What you need to do:
Rewrite the lines below, replacing "rough mask" with "coarse mask" throughout and changing nothing else. Leave out the pictures.

Extracted material:
------

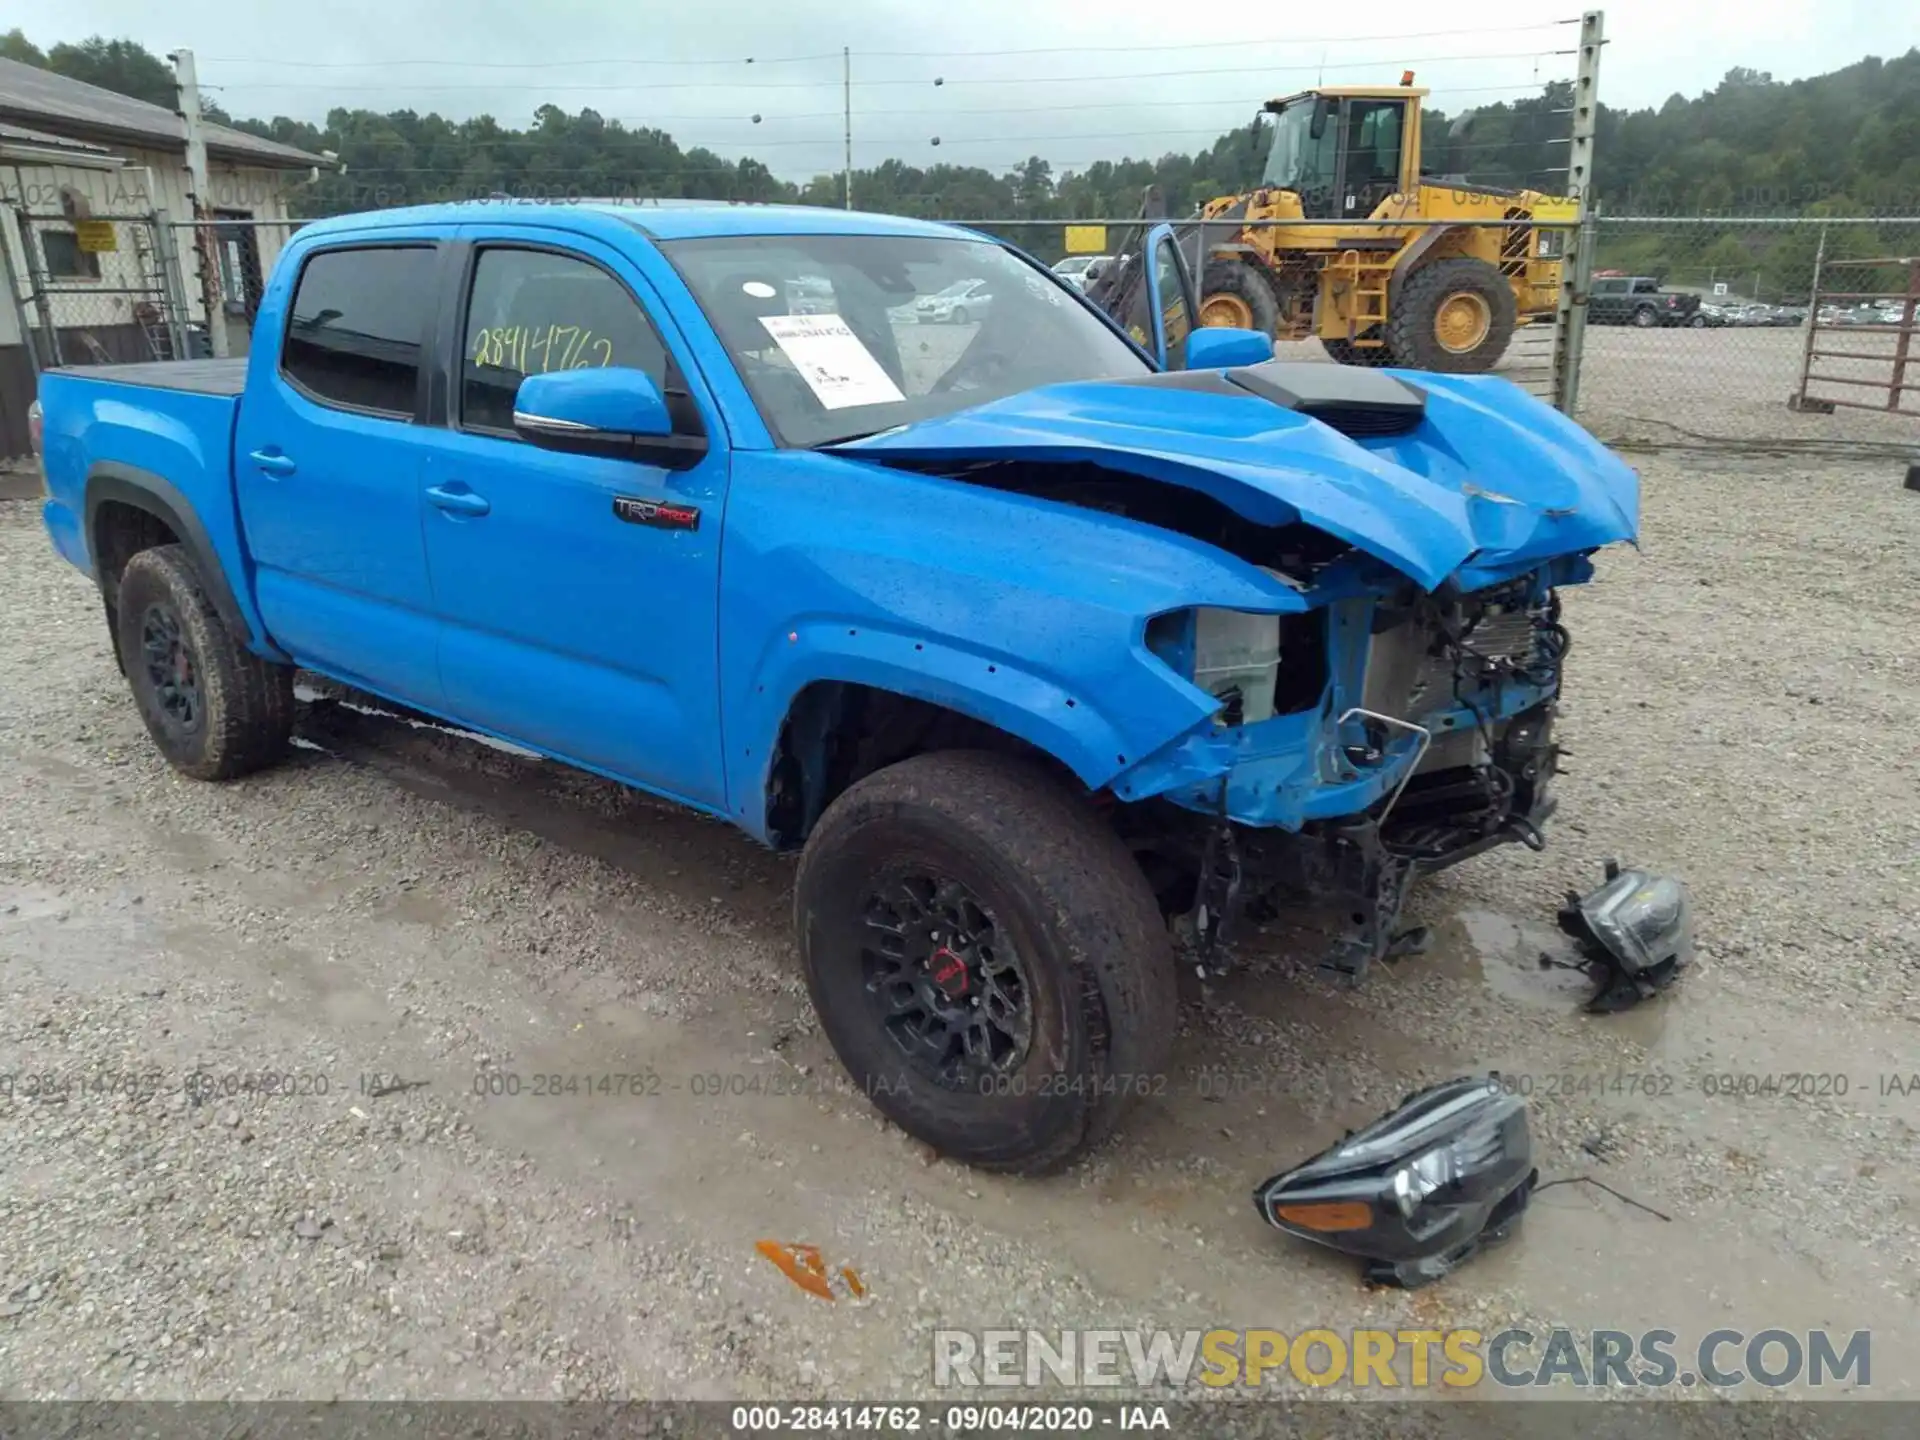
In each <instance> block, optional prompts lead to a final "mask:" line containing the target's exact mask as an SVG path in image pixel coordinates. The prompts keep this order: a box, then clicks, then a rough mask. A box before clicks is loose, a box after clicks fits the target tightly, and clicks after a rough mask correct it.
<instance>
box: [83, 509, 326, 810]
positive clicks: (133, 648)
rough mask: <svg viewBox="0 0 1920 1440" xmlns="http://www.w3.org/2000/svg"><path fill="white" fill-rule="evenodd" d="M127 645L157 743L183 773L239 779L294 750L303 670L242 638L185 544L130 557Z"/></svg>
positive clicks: (133, 690) (123, 635)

------

Expected answer:
In each <instance> block, optional prompts lead to a final "mask:" line containing the target's exact mask as an SVG path in image pixel coordinates. The prompts keep this order: a box, then clicks, then a coarse mask. A box before clicks is loose, a box after clicks fits the target tightly, and clicks after a coarse mask correct it.
<instance>
box: [83, 509, 326, 810]
positive clicks: (133, 648)
coarse mask: <svg viewBox="0 0 1920 1440" xmlns="http://www.w3.org/2000/svg"><path fill="white" fill-rule="evenodd" d="M127 645L157 743L183 773L239 779L294 750L303 670L242 638L185 544L130 557Z"/></svg>
positive clicks: (133, 690) (123, 635)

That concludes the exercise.